##### Raw data #####

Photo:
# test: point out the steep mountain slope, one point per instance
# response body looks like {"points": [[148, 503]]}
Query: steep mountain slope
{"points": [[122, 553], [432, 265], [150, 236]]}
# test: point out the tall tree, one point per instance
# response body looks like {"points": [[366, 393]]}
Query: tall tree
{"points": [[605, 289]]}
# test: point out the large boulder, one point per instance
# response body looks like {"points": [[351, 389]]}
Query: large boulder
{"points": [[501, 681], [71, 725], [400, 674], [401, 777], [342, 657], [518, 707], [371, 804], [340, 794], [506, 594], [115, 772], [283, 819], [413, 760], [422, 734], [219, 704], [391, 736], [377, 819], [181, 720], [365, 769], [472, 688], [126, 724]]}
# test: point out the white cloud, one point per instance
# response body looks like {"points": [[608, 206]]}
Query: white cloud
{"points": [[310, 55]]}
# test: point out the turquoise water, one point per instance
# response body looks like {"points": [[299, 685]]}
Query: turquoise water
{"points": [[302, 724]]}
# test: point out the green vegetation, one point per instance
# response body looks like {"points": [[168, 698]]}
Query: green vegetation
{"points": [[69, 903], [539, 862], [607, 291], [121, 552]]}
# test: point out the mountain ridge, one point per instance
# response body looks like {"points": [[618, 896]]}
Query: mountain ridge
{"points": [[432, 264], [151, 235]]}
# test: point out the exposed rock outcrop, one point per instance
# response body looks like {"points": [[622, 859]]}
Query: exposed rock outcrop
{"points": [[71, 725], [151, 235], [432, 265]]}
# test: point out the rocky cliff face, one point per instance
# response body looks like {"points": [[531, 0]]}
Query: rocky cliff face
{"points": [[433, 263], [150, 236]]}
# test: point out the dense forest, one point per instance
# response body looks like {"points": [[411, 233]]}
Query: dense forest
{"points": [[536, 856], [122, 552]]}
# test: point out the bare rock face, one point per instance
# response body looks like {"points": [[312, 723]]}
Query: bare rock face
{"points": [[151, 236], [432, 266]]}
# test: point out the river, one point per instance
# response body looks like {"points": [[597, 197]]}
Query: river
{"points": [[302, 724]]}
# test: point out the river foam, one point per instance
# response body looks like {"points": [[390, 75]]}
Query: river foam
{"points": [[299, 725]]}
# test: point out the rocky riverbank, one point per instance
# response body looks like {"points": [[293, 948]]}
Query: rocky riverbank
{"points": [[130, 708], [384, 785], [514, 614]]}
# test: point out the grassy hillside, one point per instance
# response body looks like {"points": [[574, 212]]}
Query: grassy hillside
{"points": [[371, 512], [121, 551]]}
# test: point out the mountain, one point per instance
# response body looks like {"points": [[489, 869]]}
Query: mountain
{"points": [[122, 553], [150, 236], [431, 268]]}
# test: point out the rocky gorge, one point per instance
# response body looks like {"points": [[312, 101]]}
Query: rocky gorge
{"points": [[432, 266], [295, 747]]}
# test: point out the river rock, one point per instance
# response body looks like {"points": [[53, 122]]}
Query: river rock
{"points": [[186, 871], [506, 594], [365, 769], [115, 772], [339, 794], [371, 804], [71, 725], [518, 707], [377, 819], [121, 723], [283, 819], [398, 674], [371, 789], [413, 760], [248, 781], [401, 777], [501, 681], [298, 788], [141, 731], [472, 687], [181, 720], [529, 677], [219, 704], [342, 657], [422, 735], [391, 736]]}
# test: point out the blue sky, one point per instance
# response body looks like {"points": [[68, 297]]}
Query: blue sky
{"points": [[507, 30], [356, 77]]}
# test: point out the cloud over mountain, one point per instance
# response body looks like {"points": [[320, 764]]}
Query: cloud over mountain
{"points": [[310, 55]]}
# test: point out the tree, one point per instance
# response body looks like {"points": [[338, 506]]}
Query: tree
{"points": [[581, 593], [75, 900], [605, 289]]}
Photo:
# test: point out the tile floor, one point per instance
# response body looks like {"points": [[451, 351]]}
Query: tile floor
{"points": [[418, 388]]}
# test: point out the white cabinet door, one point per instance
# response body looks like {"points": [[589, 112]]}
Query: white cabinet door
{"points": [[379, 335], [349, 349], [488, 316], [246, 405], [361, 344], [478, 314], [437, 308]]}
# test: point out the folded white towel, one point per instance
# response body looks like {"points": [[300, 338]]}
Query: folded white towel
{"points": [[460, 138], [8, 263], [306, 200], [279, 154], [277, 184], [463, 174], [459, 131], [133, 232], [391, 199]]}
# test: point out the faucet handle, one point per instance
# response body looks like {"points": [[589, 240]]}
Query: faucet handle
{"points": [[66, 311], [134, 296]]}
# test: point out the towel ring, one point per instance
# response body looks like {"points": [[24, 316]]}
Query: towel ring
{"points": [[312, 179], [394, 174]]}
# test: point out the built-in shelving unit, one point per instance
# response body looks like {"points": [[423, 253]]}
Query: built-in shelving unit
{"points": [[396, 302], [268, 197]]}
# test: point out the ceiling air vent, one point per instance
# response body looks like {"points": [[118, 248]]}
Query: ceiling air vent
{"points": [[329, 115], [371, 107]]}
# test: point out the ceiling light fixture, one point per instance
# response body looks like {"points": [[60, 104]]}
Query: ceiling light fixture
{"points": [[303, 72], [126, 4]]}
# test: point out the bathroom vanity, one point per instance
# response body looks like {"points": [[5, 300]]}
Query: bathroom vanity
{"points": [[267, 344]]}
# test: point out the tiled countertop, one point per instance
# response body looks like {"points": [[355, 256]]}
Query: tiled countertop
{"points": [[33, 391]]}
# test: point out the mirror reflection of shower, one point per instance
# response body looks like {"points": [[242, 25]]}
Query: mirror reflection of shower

#####

| Exercise |
Retype the records above exactly.

| Task solution |
Photo:
# test: point out the steep mountain slope, one point per instance
# response body looks like {"points": [[148, 503]]}
Query: steep mountain slope
{"points": [[122, 553], [432, 265], [150, 236]]}
# test: point out the tall tree, one point per instance
# response body looks like {"points": [[366, 393]]}
Query: tall tree
{"points": [[605, 289]]}
# test: point out the large boulder, one point per instance
# response body looks like {"points": [[351, 389]]}
Query: large boulder
{"points": [[501, 681], [71, 725], [400, 674], [401, 777], [342, 657], [518, 707], [371, 804], [340, 794], [506, 594], [115, 772], [283, 819], [413, 760], [422, 734], [219, 704], [391, 736], [377, 819], [181, 720], [365, 769], [472, 688], [126, 724]]}
# test: point out the white cloud, one point per instance
# response body looks like {"points": [[608, 206]]}
Query: white cloud
{"points": [[310, 55]]}
# test: point out the turquoise water, one point per instance
# response body looks like {"points": [[299, 685]]}
Query: turquoise water
{"points": [[302, 724]]}
# test: point out the green vegetation, one point per instance
# response body looks like {"points": [[168, 698]]}
Query: green vegetation
{"points": [[69, 903], [539, 862], [607, 291], [121, 552]]}
# test: point out the mountain ridge, one point per instance
# response body looks like {"points": [[618, 896]]}
Query: mountain ridge
{"points": [[432, 264], [151, 235]]}
# test: point out the exposed rock outcrop, one point per instance
# response body looks like {"points": [[622, 859]]}
Query: exposed rock outcrop
{"points": [[71, 725], [151, 235], [432, 265]]}
# test: point out the rocky cliff face, one point per instance
# response body looks like {"points": [[531, 0]]}
Query: rocky cliff face
{"points": [[433, 263], [150, 236]]}
# test: point out the dense forest, one point per instance
# response body looks like {"points": [[411, 233]]}
Query: dense forest
{"points": [[536, 856], [122, 552]]}
# test: point out the bare rock face, one point per instance
# response body looks like {"points": [[312, 723]]}
Query: bare rock face
{"points": [[151, 236], [432, 266]]}
# test: point out the river, one point per instance
# response body looks like {"points": [[597, 197]]}
Query: river
{"points": [[302, 724]]}
# test: point out the river foam, one point per instance
# response body looks like {"points": [[390, 75]]}
Query: river foam
{"points": [[299, 725]]}
# test: point out the rocky riverbank, one point per instance
# response body looks like {"points": [[293, 948]]}
Query: rocky riverbank
{"points": [[130, 708], [384, 785], [514, 614]]}
# test: point out the grassy hillside, one point per instance
# response body looks like {"points": [[574, 212]]}
Query: grassy hillside
{"points": [[371, 512], [121, 551]]}
# test: point out the mountain, one point per instance
# response body looks like {"points": [[489, 869]]}
Query: mountain
{"points": [[122, 553], [150, 236], [431, 268]]}
# test: point out the rocky gorge, one point per instance
# response body looks like {"points": [[312, 101]]}
Query: rocky gorge
{"points": [[432, 266], [295, 747]]}
# test: point out the river rock, one point per instance
# response body looks like {"points": [[53, 122]]}
Query: river rock
{"points": [[186, 871], [506, 594], [365, 769], [115, 772], [339, 794], [371, 804], [71, 725], [518, 707], [377, 819], [121, 723], [283, 819], [398, 674], [371, 789], [413, 760], [248, 781], [401, 777], [501, 681], [298, 788], [141, 731], [472, 687], [181, 720], [529, 677], [219, 704], [342, 657], [422, 735], [391, 736]]}
# test: point out the blue sky, one point per instance
# response body looks like {"points": [[68, 297]]}
Query: blue sky
{"points": [[507, 30], [356, 77]]}
# test: point out the cloud over mountain, one point per instance
# response body looks like {"points": [[320, 764]]}
Query: cloud over mountain
{"points": [[310, 55]]}
# test: point out the tree, one point per instance
# response body looks like {"points": [[338, 506]]}
Query: tree
{"points": [[581, 593], [75, 900], [605, 289]]}
Photo:
# test: point out the tile floor, one point per instance
# response body looks like {"points": [[451, 351]]}
Query: tile floor
{"points": [[418, 388]]}
# test: point out the white cabinet door, one point per instance
# response body looks like {"points": [[589, 112]]}
Query: white cabinet door
{"points": [[379, 335], [349, 349], [488, 316], [246, 405], [361, 344], [478, 314], [437, 308]]}
# test: point out the folded white towel, one point per instance
# response body looks like {"points": [[300, 338]]}
Query: folded white towel
{"points": [[460, 138], [8, 263], [306, 200], [279, 154], [277, 184], [463, 174], [459, 131], [133, 232], [391, 199]]}
# test: point out the faucet handle, one point per instance
# response body looks like {"points": [[589, 240]]}
Query: faucet handle
{"points": [[66, 311], [134, 296]]}
# test: point out the towel ring, one point per instance
# response body looks like {"points": [[24, 316]]}
Query: towel ring
{"points": [[312, 179], [394, 174]]}
# test: point out the built-in shelving unit, one point per instance
# response body looks like {"points": [[423, 253]]}
Query: built-in shelving unit
{"points": [[396, 302], [268, 197]]}
# test: point out the ceiling air vent, one point per instance
# response body looks like {"points": [[118, 248]]}
Query: ceiling air vent
{"points": [[329, 115], [371, 107]]}
# test: point out the ceiling light fixture, one point per instance
# response body looks like {"points": [[60, 104]]}
Query: ceiling light fixture
{"points": [[303, 72], [126, 4]]}
# test: point out the bathroom vanity, one point per instance
# response body looks like {"points": [[5, 300]]}
Query: bathroom vanity
{"points": [[267, 344]]}
# test: point out the tiled countertop, one point per instance
# response body looks like {"points": [[355, 256]]}
Query: tiled countertop
{"points": [[33, 391]]}
# test: point out the mirror reflection of shower, one point per instance
# response body looks like {"points": [[242, 25]]}
Query: mirror reflection of shower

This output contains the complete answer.